Records of labeled boxes
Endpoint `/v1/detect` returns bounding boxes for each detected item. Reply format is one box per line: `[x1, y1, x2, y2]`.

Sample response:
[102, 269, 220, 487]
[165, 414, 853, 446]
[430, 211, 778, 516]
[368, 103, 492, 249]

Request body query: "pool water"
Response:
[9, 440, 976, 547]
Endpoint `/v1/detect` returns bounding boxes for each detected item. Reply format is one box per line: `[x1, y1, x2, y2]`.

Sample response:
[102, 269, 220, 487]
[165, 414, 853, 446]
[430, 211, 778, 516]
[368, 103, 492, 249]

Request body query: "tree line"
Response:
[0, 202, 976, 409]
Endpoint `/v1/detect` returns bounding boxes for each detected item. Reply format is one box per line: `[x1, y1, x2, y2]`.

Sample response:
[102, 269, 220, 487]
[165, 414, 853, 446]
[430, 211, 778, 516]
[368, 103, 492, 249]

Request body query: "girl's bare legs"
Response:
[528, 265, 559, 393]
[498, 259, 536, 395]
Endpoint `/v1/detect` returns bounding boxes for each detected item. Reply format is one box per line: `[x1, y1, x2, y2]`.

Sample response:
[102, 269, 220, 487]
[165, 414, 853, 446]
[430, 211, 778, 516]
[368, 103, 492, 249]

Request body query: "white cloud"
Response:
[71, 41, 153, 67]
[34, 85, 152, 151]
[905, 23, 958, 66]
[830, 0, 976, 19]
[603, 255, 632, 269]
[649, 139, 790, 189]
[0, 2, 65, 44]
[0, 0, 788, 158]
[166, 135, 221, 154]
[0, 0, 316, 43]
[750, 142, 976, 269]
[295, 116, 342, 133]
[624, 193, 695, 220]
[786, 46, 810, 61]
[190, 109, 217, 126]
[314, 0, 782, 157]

▶ [Exercise instructions]: Rewrite every line of the rows above as a JSON list of strings, one string per line, leaving out blank lines.

▶ [Solution to this exercise]:
[
  "Endpoint `/v1/detect` returns bounding boxes for each detected item. Reply format is one box per line: `[x1, y1, x2, y2]`.",
  "Sample response:",
  "[102, 269, 220, 487]",
  "[165, 414, 853, 446]",
  "[430, 211, 778, 516]",
  "[368, 103, 492, 249]",
  "Request body query: \"pool water\"",
  "Response:",
  "[9, 440, 976, 547]",
  "Endpoint `/v1/detect` returns bounding boxes for each detected item. Reply format is one box per line: `[x1, y1, x2, y2]`.",
  "Sample response:",
  "[102, 269, 220, 487]",
  "[165, 414, 853, 446]",
  "[430, 211, 778, 516]",
  "[368, 103, 492, 249]",
  "Request body query: \"tree line\"",
  "Response:",
  "[0, 202, 976, 409]",
  "Endpoint `/v1/detect` returns bounding boxes for each detected item. Reply format is one box per line: `[x1, y1, x2, y2]`.",
  "Sample response:",
  "[102, 269, 220, 487]",
  "[165, 414, 853, 446]",
  "[430, 211, 778, 516]",
  "[368, 103, 492, 249]",
  "Request body query: \"girl's bare legs\"",
  "Response:",
  "[528, 265, 559, 393]",
  "[498, 259, 536, 395]",
  "Endpoint `/v1/detect` returns bounding boxes for each detected item. Reply format is one box per line: `[x1, y1, x2, y2]`.",
  "Sample response:",
  "[102, 269, 220, 487]",
  "[165, 414, 853, 446]",
  "[430, 211, 778, 516]",
  "[368, 103, 492, 249]",
  "Request body query: \"white cloud\"",
  "Response:",
  "[71, 41, 153, 67]",
  "[34, 85, 152, 151]",
  "[905, 23, 958, 66]",
  "[830, 0, 976, 19]",
  "[603, 255, 632, 269]",
  "[649, 139, 790, 189]",
  "[0, 2, 65, 44]",
  "[0, 0, 788, 158]",
  "[166, 135, 221, 154]",
  "[0, 0, 316, 43]",
  "[750, 142, 976, 269]",
  "[295, 116, 342, 133]",
  "[624, 193, 695, 220]",
  "[786, 46, 810, 61]",
  "[190, 109, 217, 126]",
  "[314, 0, 782, 157]"
]